__Текст для разбора__.
---+---

В результате было отклонено и предложение о назначении отца Всеволода. По ходатайству патриарха Алексия и при поддержке Г. Г. Карпова 20 ноября 1949 г. распоряжением Совета Министров протоиерею В. Шпиллеру был разрешен въезд вместе с семьей на постоянное место жительства в СССР. Со словами: «Вручаю Вас, детки мои, покровительству Матери Божией», – архиепископ Серафим благословил их возвращение на Родину. Отпускную грамоту пастырю с «перечислением его заслуг перед Болгарской Церковью и благословением на дальнейшее его служение Русской Церкви» подписал наместник-председатель Синода митрополит Врачанский Паисий. 5 февраля 1950 г. отец Всеволод приехал в Москву. Первоначально его назначили настоятелем Ильинского храма в г. Загорске (Сергиевом Посаде) и преподавателем Московской духовной академии и семинарии, некоторое время пастырь исполнял обязанности инспектора этих учебных заведений. 21 сентября 1951 г. протоиерей В. Шпиллер был назначен настоятелем Николо-Кузнецкого храма в столице, в котором прослужил более 32 лет, до своей кончины 8 января 1984 г.[583]. В мае 1992 г. Православный Свято-Тихоновский богословский институт провел в Москве первые «Чтения памяти протоиерея Всеволода Шпиллера», которые с того времени стали традиционными.

---+---

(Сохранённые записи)
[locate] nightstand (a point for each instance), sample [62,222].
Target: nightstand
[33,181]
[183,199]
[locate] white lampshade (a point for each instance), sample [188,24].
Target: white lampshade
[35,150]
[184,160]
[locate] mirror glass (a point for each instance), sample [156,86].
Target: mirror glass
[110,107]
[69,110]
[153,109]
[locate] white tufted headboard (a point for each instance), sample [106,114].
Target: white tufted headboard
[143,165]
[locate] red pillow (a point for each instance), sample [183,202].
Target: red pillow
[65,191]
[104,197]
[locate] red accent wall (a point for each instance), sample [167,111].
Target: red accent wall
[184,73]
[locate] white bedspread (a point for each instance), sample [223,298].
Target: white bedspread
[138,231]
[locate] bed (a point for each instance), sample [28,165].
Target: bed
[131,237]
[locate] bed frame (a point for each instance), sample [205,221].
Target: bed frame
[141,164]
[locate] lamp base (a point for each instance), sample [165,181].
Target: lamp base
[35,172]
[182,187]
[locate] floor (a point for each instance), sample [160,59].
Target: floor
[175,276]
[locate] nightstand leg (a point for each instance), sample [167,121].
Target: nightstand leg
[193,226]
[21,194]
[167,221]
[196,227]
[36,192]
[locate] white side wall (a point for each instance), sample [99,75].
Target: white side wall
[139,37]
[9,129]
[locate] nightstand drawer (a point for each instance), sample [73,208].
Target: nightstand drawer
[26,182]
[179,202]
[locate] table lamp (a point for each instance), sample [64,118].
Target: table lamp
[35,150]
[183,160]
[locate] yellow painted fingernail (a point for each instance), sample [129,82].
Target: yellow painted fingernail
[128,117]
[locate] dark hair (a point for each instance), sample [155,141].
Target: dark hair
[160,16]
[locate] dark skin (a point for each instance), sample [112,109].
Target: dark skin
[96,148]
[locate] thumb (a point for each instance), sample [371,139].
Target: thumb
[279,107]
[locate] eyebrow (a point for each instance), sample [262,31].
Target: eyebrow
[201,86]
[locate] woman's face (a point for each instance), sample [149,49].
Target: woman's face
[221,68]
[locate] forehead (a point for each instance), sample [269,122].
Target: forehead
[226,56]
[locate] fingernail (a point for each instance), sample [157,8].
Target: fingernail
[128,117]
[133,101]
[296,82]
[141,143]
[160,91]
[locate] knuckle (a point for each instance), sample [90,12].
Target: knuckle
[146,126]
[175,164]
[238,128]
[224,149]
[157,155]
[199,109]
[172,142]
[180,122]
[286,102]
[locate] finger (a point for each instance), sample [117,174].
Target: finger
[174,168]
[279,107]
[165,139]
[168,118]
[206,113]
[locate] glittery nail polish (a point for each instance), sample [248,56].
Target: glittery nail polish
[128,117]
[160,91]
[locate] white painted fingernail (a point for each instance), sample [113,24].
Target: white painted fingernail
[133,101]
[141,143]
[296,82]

---+---

__Задания__.
A) Сократите абзац текста об отце Всеволоде Шпиллере, начинающийся словами «В результате было отклонено», и оформите его в виде списка главных фактов.
B) Допишите продолжение текста об отце Всеволоде Шпиллере, начав сразу после его последнего предложения.

__Ответы к заданиям__.
A)
- Предложение о назначении отца Всеволода было отклонено.
- 20 ноября 1949 г. распоряжением Совета Министров протоиерею В. Шпиллеру разрешили въезд с семьей в СССР на постоянное место жительства. Разрешение дали по ходатайству патриарха Алексия и при поддержке Г. Г. Карпова.
- Архиепископ Серафим благословил возвращение семьи на Родину.
- Отпускную грамоту с перечислением заслуг пастыря подписал митрополит Врачанский Паисий.
- 5 февраля 1950 г. отец Всеволод приехал в Москву.
- Сначала его назначили настоятелем Ильинского храма в Загорске (Сергиевом Посаде) и преподавателем Московской духовной академии и семинарии. Некоторое время он исполнял обязанности инспектора этих учебных заведений.
- 21 сентября 1951 г. его назначили настоятелем Николо-Кузнецкого храма в Москве. Там он прослужил более 32 лет, до своей кончины 8 января 1984 г.
- С мая 1992 г. Православный Свято-Тихоновский богословский институт проводит в Москве традиционные «Чтения памяти протоиерея Всеволода Шпиллера».

B)
Встретившись сразу после приезда в Москву – 7 февраля 1950 г. с заместителем председателя Совета по делам Русской православной церкви С. К. Белышевым, отец Всеволод в беседе с ним охарактеризовал архиепископа Серафима (Соболева), «как человека святой жизни, праведника, он далек от земных дел. У него милые отношения, и он одинаково целуется со всеми, как с прежними, так и теперешними представителями власти. Ему ориентироваться трудно. Он знает одно, что надо бороться с Союзом священников, как с нарушителем канонов… Окружают архиепископа Серафима, под стать ему, глубоко религиозные, абсолютно лояльные люди. Советское посольство относится к ним хорошо. Им трудно ориентироваться в обстановке, и таким образом представительство Московской Патриархии лишено людей, способных влиять на ход церковных дел в Болгарии. Союз священников нападает на них, как на белогвардейцев, по ошибке получивших советские паспорта»[584].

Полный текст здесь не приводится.